What to produce: For each record below, give an exact transcription.
————————
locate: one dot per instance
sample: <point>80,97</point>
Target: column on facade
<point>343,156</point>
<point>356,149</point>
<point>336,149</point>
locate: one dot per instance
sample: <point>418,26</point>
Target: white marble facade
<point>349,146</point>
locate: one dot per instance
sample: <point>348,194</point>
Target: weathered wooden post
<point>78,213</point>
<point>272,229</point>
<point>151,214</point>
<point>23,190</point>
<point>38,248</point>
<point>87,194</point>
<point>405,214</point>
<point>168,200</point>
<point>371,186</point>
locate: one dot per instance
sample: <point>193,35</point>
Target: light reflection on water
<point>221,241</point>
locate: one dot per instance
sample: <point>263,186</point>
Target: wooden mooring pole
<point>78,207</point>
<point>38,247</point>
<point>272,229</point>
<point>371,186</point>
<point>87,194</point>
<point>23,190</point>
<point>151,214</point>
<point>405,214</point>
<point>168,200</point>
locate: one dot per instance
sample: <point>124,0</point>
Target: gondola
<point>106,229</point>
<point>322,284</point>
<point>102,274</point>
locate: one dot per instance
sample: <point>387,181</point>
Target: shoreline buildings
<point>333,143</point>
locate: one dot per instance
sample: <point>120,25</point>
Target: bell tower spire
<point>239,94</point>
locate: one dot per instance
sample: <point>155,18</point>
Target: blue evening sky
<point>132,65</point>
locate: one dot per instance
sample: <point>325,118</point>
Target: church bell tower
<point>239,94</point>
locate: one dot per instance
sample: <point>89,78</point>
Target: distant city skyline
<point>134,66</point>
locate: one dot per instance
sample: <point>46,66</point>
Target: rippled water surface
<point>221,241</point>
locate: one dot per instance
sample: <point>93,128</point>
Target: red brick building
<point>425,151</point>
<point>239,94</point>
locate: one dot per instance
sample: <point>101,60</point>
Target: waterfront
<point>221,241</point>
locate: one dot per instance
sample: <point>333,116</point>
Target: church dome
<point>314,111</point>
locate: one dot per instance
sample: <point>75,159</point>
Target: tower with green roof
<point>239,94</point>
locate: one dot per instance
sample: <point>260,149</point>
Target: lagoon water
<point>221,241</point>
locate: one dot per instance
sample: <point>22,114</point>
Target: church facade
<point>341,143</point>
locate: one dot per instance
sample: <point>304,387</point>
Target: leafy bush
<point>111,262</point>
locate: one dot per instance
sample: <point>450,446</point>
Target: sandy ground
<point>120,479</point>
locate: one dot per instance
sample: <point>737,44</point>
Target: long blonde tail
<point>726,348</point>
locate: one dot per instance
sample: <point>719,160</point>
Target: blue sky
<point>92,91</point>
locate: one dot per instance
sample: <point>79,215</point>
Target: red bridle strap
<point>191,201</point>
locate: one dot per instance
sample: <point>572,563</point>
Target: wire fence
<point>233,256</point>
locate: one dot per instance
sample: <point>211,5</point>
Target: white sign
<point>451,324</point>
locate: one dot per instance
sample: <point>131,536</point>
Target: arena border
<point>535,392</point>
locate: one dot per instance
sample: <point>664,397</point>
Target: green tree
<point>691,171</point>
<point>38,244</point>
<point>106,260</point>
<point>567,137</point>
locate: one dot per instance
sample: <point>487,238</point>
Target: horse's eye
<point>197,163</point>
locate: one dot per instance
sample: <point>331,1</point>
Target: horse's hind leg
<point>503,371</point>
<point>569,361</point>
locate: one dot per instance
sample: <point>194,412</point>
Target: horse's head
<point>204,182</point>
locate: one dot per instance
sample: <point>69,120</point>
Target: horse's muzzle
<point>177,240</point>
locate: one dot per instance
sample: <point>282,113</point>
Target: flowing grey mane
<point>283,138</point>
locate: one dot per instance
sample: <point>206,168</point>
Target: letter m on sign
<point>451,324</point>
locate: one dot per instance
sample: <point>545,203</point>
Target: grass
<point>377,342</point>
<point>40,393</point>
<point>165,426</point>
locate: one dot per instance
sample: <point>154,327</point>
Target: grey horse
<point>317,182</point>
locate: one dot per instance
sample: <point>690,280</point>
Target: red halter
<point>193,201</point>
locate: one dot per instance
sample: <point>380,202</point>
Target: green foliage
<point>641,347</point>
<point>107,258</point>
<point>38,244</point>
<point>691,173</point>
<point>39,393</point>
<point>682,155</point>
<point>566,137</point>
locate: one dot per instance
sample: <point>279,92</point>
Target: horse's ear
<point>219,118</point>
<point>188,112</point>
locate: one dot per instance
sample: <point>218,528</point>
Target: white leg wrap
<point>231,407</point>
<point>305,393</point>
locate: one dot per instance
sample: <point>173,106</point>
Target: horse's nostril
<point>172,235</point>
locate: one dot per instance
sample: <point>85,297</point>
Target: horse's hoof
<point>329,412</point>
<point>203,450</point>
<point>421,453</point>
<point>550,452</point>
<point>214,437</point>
————————
Solved exercise:
locate: one dot per instance
sample: <point>80,97</point>
Target: column on facade
<point>343,156</point>
<point>356,149</point>
<point>336,149</point>
locate: one dot per instance
sample: <point>418,26</point>
Target: white marble facade
<point>349,146</point>
locate: one dot per instance
sample: <point>348,194</point>
Target: weathered wooden post
<point>78,213</point>
<point>272,229</point>
<point>151,214</point>
<point>23,190</point>
<point>38,248</point>
<point>87,194</point>
<point>405,214</point>
<point>168,200</point>
<point>371,186</point>
locate: one dot per instance
sample: <point>193,35</point>
Target: light reflection on water
<point>221,241</point>
locate: one dot per instance
sample: <point>263,186</point>
Target: wooden mooring pole
<point>78,207</point>
<point>38,247</point>
<point>272,229</point>
<point>371,186</point>
<point>87,194</point>
<point>23,190</point>
<point>151,214</point>
<point>405,214</point>
<point>168,200</point>
locate: one dot per instance
sample: <point>124,0</point>
Target: gondola
<point>106,229</point>
<point>322,284</point>
<point>102,274</point>
locate: one dot per instance
sample: <point>387,181</point>
Target: shoreline buildings
<point>333,143</point>
locate: one dot per instance
sample: <point>120,25</point>
Target: bell tower spire
<point>239,94</point>
locate: one dot per instance
sample: <point>155,18</point>
Target: blue evening sky
<point>132,65</point>
locate: one dot per instance
sample: <point>325,118</point>
Target: church bell tower
<point>239,94</point>
locate: one dot per instance
sample: <point>89,78</point>
Target: distant city skyline
<point>134,66</point>
locate: one dot per instance
sample: <point>46,66</point>
Target: rippled water surface
<point>221,241</point>
locate: one dot per instance
sample: <point>93,128</point>
Target: red brick building
<point>425,151</point>
<point>239,94</point>
locate: one dot per instance
sample: <point>101,60</point>
Target: waterfront
<point>221,241</point>
locate: one dot per instance
sample: <point>333,116</point>
Target: church dome
<point>314,111</point>
locate: one dot per instance
sample: <point>75,159</point>
Target: tower with green roof
<point>239,94</point>
locate: one dot per instance
sample: <point>260,149</point>
Target: lagoon water
<point>221,241</point>
locate: one dot per instance
sample: <point>22,114</point>
Target: church facade
<point>341,143</point>
locate: one dot per instance
sample: <point>304,387</point>
Target: leafy bush
<point>111,262</point>
locate: one dot per instance
sample: <point>450,446</point>
Target: sandy ground
<point>120,479</point>
locate: one dot per instance
sample: <point>737,44</point>
Target: long blonde tail
<point>726,348</point>
locate: one dot per instance
sample: <point>719,160</point>
Target: blue sky
<point>92,91</point>
locate: one dot per instance
sample: <point>79,215</point>
Target: red bridle strap
<point>191,201</point>
locate: one dot per instance
sample: <point>572,563</point>
Target: wire fence
<point>233,256</point>
locate: one dot per instance
sample: <point>211,5</point>
Target: white sign
<point>451,324</point>
locate: one dot per instance
sample: <point>131,536</point>
Target: arena border
<point>535,392</point>
locate: one dot per instance
sample: <point>664,397</point>
Target: green tree
<point>691,171</point>
<point>38,244</point>
<point>106,260</point>
<point>567,137</point>
locate: one dot per instance
sample: <point>487,238</point>
Target: horse's eye
<point>197,163</point>
locate: one dot per instance
sample: <point>331,1</point>
Target: horse's hind leg
<point>503,371</point>
<point>569,361</point>
locate: one dot per instance
sample: <point>194,412</point>
Target: horse's head
<point>204,182</point>
locate: one dot per instance
sample: <point>69,120</point>
Target: horse's muzzle
<point>177,240</point>
locate: one dot per instance
sample: <point>282,113</point>
Target: flowing grey mane
<point>283,138</point>
locate: one dot per instance
sample: <point>206,168</point>
Target: letter m on sign
<point>451,324</point>
locate: one dot per instance
sample: <point>545,203</point>
Target: grass
<point>377,342</point>
<point>40,393</point>
<point>165,426</point>
locate: one dot per instance
sample: <point>154,327</point>
Target: grey horse
<point>317,182</point>
locate: one dot per instance
sample: <point>690,280</point>
Target: red halter
<point>193,201</point>
locate: one dot per instance
sample: <point>380,202</point>
Target: green foliage
<point>641,347</point>
<point>107,258</point>
<point>38,244</point>
<point>691,173</point>
<point>39,393</point>
<point>682,155</point>
<point>566,137</point>
locate: one dot per instance
sample: <point>279,92</point>
Target: horse's ear
<point>219,118</point>
<point>188,112</point>
locate: one dot per instance
sample: <point>218,528</point>
Target: white leg wrap
<point>231,407</point>
<point>305,393</point>
locate: one dot per instance
sample: <point>173,106</point>
Target: horse's nostril
<point>172,235</point>
locate: one dot per instance
sample: <point>85,297</point>
Target: horse's hoof
<point>329,412</point>
<point>203,450</point>
<point>421,453</point>
<point>550,452</point>
<point>214,437</point>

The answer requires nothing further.